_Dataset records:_
* * * * * * * * *
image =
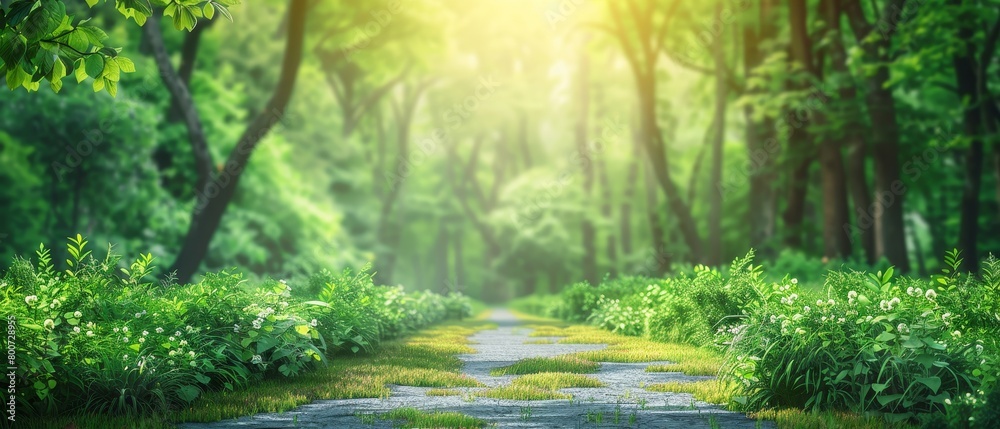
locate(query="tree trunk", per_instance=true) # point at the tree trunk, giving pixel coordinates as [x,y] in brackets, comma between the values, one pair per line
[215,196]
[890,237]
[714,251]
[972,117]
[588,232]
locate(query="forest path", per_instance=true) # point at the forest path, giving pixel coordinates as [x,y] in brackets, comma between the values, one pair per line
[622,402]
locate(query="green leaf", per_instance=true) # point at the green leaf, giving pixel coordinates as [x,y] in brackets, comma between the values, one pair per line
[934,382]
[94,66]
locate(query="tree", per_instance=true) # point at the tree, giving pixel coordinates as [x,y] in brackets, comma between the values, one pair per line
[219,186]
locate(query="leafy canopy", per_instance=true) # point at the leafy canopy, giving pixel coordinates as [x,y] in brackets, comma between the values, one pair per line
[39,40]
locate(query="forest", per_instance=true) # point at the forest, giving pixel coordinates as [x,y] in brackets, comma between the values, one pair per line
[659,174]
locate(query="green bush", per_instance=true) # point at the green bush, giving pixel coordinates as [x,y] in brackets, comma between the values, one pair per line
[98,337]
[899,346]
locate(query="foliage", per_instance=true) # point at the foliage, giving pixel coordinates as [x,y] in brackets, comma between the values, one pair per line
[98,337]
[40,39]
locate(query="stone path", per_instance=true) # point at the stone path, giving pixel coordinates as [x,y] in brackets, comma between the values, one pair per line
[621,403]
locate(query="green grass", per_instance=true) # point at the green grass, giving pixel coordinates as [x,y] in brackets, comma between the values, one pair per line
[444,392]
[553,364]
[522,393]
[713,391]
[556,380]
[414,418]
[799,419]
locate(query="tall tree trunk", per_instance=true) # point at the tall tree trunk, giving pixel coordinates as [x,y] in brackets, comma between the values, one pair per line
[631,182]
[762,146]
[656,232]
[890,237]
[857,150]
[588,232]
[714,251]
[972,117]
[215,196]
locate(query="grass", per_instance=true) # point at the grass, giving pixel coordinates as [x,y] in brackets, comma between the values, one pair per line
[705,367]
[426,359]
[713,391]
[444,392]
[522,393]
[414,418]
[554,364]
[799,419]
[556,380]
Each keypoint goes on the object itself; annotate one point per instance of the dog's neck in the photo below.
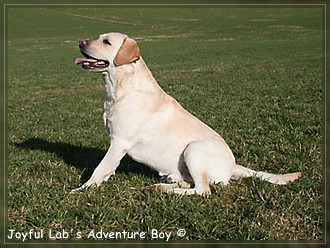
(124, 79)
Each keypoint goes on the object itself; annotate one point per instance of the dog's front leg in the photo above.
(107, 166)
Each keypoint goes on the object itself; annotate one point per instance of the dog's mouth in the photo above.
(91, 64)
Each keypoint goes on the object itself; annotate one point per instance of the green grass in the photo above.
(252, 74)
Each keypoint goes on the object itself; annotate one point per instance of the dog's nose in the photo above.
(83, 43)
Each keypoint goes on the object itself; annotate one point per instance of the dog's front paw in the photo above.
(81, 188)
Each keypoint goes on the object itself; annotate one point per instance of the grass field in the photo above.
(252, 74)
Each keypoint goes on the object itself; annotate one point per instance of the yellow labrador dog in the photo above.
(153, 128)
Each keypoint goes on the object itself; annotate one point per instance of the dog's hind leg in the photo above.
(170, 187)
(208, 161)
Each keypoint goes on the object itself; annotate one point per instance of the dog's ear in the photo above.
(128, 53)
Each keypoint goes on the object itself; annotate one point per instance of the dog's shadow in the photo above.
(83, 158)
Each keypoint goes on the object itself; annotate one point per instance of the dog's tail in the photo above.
* * * * * * * * *
_Problem details:_ Print out the material word for word, omitting the pictures.

_Response to the task:_
image =
locate(query="tree trunk", per_instance=true) # point at the tree trunk, giving pixel coordinates as [x,y] in brackets, comma between the values, one pair per line
[215,196]
[890,237]
[714,251]
[972,117]
[588,232]
locate(query="forest path", per_instance=true) # point at the forest path, giving pixel coordinates as [x,y] in brackets, comma between the values, one pair per line
[622,402]
locate(query="green leaf", per_instance=true) # point at the green leaf, giving pixel coordinates as [x,y] in brackets, comma between the values, one pair per line
[934,382]
[94,66]
locate(query="tree", per_instance=true) # point at the tree, giving pixel coordinates as [x,y] in brackets, comma between the values, one pair per line
[219,186]
locate(query="leafy canopy", per_instance=true) # point at the leafy canopy, giving pixel coordinates as [x,y] in brackets, comma between the values, one pair per line
[39,40]
locate(query="forest", per_instance=true) # point at the forest, giving pixel coordinates as [x,y] in brackets, comma between the values, one pair per line
[659,174]
locate(query="green bush", per_instance=true) # point at the green bush, giving pixel coordinates as [x,y] in brackets, comma between the values, one pair per line
[98,337]
[899,346]
locate(query="foliage", per_instance=true) # point at the foliage, giving pixel coordinates as [x,y] in brackets, comma between the values, one pair per line
[98,337]
[40,39]
locate(query="stone path", per_instance=true) # point at the stone path, giving pixel coordinates as [x,y] in brackets, comma between the values, one pair per line
[621,403]
locate(query="green grass", per_instance=true) # point at the green grass, giving pixel coordinates as [x,y] in brackets, comma between the values, one pair per line
[444,392]
[553,364]
[522,393]
[713,391]
[556,380]
[414,418]
[799,419]
locate(query="tall tree trunk", per_instance=true) # point at the tall tree trunk, giving pixel coordinates as [x,y] in brackets, comma between the values, one pair per line
[631,182]
[762,146]
[656,232]
[890,237]
[857,150]
[588,232]
[714,251]
[972,117]
[215,196]
locate(query="grass", per_instance=true) # point at the grass, giving pixel coordinates as [x,y] in brackets, comma between the values, one pair per line
[705,367]
[426,359]
[713,391]
[444,392]
[522,393]
[414,418]
[554,364]
[799,419]
[556,380]
Each keypoint goes on the object itself; annotate one point per instance of the dog's neck in the photo below.
(124, 79)
Each keypoint goes on the object itself; annotate one point per instance of the dog's front leg in the photo above.
(107, 166)
Each keypoint goes on the object itself; annotate one point per instance of the dog's mouth in the photo above.
(91, 64)
Each keypoint goes on the object itself; annotate one point per instance of the green grass in the photo above.
(252, 74)
Each keypoint goes on the object itself; annotate one point per instance of the dog's nose in the photo above.
(83, 43)
Each keypoint goes on the object itself; annotate one point per instance of the dog's front paw in the photo above.
(81, 188)
Each keypoint goes on the object itself; annotate one point per instance of the grass field in the photo above.
(252, 74)
Each keypoint goes on the object itself; annotate one point per instance of the yellow labrador dog in the photo above.
(153, 128)
Each keypoint goes on the object itself; annotate one point per instance of the dog's hind leg in the photo above.
(170, 187)
(208, 161)
Each keypoint goes on the object itself; annotate one point per instance of the dog's ear in the photo above.
(128, 53)
Each keypoint goes on the object itself; annotate one point per instance of the dog's shadow in the photo above.
(83, 158)
Each keypoint goes on the object itself; annotate one point per instance of the dog's tail in the photo above.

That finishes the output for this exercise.